**WHAT TO PRODUCE:** Only one span belongs in the answer: the line holding "negative clicks: (242, 350) (242, 359)" through the last line of the entries below, retyped exactly.

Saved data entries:
___

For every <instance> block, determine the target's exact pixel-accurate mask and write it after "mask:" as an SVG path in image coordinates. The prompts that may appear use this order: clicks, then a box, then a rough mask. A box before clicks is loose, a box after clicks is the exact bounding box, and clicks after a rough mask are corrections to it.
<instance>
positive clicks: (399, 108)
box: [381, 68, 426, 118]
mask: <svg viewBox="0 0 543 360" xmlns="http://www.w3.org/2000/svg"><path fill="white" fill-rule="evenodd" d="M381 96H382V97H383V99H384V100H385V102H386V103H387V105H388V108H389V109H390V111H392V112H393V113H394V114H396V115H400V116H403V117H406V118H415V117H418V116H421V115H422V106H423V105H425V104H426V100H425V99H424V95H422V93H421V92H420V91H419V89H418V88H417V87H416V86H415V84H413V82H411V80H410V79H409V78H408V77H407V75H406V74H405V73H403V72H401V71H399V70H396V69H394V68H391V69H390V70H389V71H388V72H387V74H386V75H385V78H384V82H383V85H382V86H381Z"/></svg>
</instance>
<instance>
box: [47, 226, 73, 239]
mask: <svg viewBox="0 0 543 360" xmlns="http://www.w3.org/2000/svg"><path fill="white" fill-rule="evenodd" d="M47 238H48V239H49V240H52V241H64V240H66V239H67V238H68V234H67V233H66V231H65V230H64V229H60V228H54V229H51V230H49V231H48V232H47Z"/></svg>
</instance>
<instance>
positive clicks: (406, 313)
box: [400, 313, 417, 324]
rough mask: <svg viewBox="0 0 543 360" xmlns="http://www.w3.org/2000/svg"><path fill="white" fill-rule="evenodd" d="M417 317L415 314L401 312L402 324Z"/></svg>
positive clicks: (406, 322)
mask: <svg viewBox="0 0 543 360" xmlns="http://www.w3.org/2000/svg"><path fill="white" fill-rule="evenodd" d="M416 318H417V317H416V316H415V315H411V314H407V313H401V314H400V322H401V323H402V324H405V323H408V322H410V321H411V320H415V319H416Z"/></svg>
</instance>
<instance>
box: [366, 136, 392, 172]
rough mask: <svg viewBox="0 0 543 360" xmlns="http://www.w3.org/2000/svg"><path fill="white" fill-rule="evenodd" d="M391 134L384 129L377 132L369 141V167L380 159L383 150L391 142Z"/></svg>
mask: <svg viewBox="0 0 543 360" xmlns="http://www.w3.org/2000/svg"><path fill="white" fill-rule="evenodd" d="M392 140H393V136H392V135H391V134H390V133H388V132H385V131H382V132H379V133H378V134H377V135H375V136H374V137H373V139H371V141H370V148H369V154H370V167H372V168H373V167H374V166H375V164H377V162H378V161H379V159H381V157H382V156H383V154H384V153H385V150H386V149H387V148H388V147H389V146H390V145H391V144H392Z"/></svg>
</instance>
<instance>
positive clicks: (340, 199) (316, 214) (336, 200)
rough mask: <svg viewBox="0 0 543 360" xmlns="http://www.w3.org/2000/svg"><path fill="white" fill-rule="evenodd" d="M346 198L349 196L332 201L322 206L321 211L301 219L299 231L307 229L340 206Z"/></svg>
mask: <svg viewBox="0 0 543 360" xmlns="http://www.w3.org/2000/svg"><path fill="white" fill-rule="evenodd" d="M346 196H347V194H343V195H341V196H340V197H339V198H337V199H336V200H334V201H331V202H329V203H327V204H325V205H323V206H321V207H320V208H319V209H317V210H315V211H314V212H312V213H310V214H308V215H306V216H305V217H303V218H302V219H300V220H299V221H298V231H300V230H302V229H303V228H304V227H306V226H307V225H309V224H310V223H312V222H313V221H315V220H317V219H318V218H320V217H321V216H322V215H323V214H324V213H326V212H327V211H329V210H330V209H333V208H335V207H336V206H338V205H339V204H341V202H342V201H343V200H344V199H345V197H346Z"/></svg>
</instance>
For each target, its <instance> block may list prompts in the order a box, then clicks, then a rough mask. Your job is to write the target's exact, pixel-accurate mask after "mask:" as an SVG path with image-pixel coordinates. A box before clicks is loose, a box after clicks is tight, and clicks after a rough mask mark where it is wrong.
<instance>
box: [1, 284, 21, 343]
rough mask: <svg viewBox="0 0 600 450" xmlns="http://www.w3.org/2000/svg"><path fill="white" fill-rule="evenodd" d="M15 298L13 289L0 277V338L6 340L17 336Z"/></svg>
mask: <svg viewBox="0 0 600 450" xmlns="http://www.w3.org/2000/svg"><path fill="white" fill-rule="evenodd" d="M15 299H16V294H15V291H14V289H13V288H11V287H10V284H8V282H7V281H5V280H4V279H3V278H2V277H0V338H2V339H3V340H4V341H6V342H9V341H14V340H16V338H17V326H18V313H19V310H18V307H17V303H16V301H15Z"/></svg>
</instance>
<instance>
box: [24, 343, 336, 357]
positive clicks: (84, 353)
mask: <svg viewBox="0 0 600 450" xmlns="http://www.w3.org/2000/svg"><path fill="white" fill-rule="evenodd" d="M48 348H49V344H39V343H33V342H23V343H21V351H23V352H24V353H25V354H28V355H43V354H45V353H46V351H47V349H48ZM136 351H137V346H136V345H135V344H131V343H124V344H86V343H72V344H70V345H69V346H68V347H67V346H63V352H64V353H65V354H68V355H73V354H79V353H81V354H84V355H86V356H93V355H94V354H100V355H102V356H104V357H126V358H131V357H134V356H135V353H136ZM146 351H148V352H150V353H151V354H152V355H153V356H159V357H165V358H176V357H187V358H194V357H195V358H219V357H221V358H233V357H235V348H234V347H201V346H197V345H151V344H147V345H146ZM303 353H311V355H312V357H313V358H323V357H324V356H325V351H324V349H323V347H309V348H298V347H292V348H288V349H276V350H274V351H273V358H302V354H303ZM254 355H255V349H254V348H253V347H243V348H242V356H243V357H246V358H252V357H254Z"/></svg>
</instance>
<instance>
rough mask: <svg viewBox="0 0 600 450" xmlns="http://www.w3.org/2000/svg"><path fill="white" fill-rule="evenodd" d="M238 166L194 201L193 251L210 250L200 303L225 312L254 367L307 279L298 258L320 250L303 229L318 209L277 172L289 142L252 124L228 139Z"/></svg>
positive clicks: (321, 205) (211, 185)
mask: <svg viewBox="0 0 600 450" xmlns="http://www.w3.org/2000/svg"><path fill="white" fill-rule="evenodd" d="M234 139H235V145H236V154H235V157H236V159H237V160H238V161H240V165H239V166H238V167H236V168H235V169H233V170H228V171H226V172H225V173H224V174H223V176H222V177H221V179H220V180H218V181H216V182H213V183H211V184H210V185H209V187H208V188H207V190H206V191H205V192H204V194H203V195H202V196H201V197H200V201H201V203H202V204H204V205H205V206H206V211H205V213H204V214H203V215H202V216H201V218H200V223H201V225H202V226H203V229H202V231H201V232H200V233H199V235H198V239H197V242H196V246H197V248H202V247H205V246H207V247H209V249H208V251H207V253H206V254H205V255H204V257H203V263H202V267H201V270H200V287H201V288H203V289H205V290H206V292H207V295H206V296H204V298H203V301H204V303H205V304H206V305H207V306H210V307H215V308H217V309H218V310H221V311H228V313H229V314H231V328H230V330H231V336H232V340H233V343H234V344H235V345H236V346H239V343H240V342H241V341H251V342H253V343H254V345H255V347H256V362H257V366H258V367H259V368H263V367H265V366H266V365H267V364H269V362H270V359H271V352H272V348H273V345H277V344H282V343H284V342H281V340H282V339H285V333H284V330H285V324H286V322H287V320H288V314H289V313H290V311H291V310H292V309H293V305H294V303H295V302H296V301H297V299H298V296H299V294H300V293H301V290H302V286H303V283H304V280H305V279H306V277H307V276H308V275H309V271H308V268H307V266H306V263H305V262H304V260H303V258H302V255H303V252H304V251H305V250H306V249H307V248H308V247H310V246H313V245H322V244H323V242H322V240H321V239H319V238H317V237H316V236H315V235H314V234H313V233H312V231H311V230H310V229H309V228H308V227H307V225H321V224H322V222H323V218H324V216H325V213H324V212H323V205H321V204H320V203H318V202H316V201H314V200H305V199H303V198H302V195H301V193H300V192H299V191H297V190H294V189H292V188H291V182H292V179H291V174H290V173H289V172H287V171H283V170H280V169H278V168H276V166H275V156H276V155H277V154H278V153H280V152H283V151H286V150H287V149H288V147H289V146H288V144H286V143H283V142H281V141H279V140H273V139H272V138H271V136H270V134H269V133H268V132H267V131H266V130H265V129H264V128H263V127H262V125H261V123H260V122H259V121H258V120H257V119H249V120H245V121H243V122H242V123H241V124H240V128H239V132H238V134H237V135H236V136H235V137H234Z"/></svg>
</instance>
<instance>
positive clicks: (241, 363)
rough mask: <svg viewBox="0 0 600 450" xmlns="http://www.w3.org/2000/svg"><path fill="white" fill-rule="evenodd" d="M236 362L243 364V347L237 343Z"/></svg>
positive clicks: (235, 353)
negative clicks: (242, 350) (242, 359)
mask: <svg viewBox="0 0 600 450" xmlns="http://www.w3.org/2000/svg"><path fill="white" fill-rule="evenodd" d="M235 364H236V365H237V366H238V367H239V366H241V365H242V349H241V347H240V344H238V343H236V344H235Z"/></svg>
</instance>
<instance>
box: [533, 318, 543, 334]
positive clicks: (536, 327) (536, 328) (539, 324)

___

**ANSWER TO THIS PROBLEM:**
negative clicks: (242, 350) (242, 359)
mask: <svg viewBox="0 0 600 450" xmlns="http://www.w3.org/2000/svg"><path fill="white" fill-rule="evenodd" d="M235 364H236V365H237V366H238V367H239V366H241V365H242V349H241V347H240V344H238V343H236V344H235Z"/></svg>
</instance>
<instance>
box: [533, 318, 543, 334]
positive clicks: (536, 327) (536, 328) (539, 324)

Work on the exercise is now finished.